**Given request**
Lay out every line of the records below as a Markdown table with two columns, Row and Line. Number the rows in order and leave out any blank lines.

Location annotation dataset excerpts:
================================

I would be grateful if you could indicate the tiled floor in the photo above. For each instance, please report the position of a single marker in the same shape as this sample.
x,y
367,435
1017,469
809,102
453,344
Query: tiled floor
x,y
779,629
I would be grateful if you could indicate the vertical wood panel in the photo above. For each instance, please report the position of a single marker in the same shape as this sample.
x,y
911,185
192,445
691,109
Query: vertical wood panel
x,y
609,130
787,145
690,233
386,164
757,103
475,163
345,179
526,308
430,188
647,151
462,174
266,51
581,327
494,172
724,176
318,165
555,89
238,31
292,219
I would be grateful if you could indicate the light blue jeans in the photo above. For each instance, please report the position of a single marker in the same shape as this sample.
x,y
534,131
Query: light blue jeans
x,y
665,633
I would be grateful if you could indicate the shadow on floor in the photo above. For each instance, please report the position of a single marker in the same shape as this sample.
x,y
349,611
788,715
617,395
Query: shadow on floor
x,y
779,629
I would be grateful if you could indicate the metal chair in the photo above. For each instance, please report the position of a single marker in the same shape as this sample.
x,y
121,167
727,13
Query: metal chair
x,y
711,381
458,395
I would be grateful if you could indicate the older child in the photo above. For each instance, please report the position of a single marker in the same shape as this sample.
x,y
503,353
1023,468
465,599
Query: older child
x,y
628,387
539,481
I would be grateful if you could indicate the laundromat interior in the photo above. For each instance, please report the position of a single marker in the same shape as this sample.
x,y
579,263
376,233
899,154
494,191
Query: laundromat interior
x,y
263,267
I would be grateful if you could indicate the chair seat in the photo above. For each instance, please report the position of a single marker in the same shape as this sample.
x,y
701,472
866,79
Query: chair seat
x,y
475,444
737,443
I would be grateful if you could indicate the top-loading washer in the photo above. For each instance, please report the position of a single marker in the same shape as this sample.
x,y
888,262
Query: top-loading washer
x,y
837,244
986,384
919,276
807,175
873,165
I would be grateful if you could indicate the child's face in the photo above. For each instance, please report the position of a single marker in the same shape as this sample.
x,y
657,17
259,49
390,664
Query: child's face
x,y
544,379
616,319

================================

**Solution to this problem**
| Row | Line |
|---|---|
| 1 | I would be grateful if you could indicate the tiled floor in the photo above. For each instance, please report the position of a single marker in the same shape as this sample. |
| 2 | x,y |
| 3 | 367,435 |
| 4 | 1017,469 |
| 5 | 809,102 |
| 6 | 453,344 |
| 7 | Query: tiled floor |
| 8 | x,y |
| 9 | 779,629 |
| 10 | I would be grateful if you could indicate the vertical wood panel in the photo above. For each instance, please report the position of a single marker in the same shape as this sample. |
| 11 | x,y |
| 12 | 911,185 |
| 13 | 192,445 |
| 14 | 691,109 |
| 15 | Query: vertical wood panel |
| 16 | x,y |
| 17 | 609,130 |
| 18 | 787,145 |
| 19 | 690,233 |
| 20 | 386,164 |
| 21 | 757,103 |
| 22 | 475,163 |
| 23 | 345,179 |
| 24 | 526,308 |
| 25 | 430,188 |
| 26 | 647,151 |
| 27 | 462,174 |
| 28 | 266,51 |
| 29 | 581,327 |
| 30 | 494,172 |
| 31 | 724,176 |
| 32 | 318,165 |
| 33 | 555,89 |
| 34 | 238,31 |
| 35 | 292,219 |
| 36 | I would be grateful if you could indicate the light blue jeans in the photo above. For each instance, please report the position of a single marker in the same shape as this sample. |
| 37 | x,y |
| 38 | 534,131 |
| 39 | Query: light blue jeans |
| 40 | x,y |
| 41 | 665,633 |
| 42 | I would be grateful if you could indicate the shadow on floor in the photo above. For each instance, please report the position of a single marker in the same shape as this sample. |
| 43 | x,y |
| 44 | 349,611 |
| 45 | 788,715 |
| 46 | 617,395 |
| 47 | Query: shadow on floor |
| 48 | x,y |
| 49 | 779,629 |
| 50 | I would be grateful if you could indicate the metal chair in the photo above. For each instance, please report the position of a single marker in the same shape as this sample. |
| 51 | x,y |
| 52 | 121,167 |
| 53 | 727,13 |
| 54 | Query: metal chair |
| 55 | x,y |
| 56 | 711,381 |
| 57 | 458,395 |
| 58 | I would be grateful if you could indicate the older child in the photo above. For each instance, please report the position of a single marker in the same shape as this sample. |
| 59 | x,y |
| 60 | 503,353 |
| 61 | 1023,468 |
| 62 | 465,599 |
| 63 | Query: older child |
| 64 | x,y |
| 65 | 628,387 |
| 66 | 539,481 |
| 67 | I would be grateful if you could indicate the laundromat interior in the photo above. For each instance, please report the position of a single marker in the same shape as this sample. |
| 68 | x,y |
| 69 | 579,263 |
| 70 | 376,233 |
| 71 | 899,154 |
| 72 | 494,191 |
| 73 | Query: laundromat interior |
| 74 | x,y |
| 75 | 263,267 |
| 76 | I would be grateful if you could indicate the chair seat in the photo above. For each instance, please report the position of a single marker in the same shape as this sample. |
| 77 | x,y |
| 78 | 701,472 |
| 79 | 866,79 |
| 80 | Query: chair seat |
| 81 | x,y |
| 82 | 475,444 |
| 83 | 737,443 |
| 84 | I would be grateful if you could indicate the top-loading washer in the photo above. For each instance, please report the position of a single marker in the same shape as this sample. |
| 85 | x,y |
| 86 | 888,262 |
| 87 | Query: top-loading washer |
| 88 | x,y |
| 89 | 837,244 |
| 90 | 986,384 |
| 91 | 919,276 |
| 92 | 807,175 |
| 93 | 873,165 |
| 94 | I would be grateful if you could indicate the child's face in the photo above. For each instance, please report the position of a single marker in the same shape as this sample. |
| 95 | x,y |
| 96 | 657,17 |
| 97 | 259,49 |
| 98 | 390,664 |
| 99 | Query: child's face |
| 100 | x,y |
| 101 | 544,379 |
| 102 | 616,319 |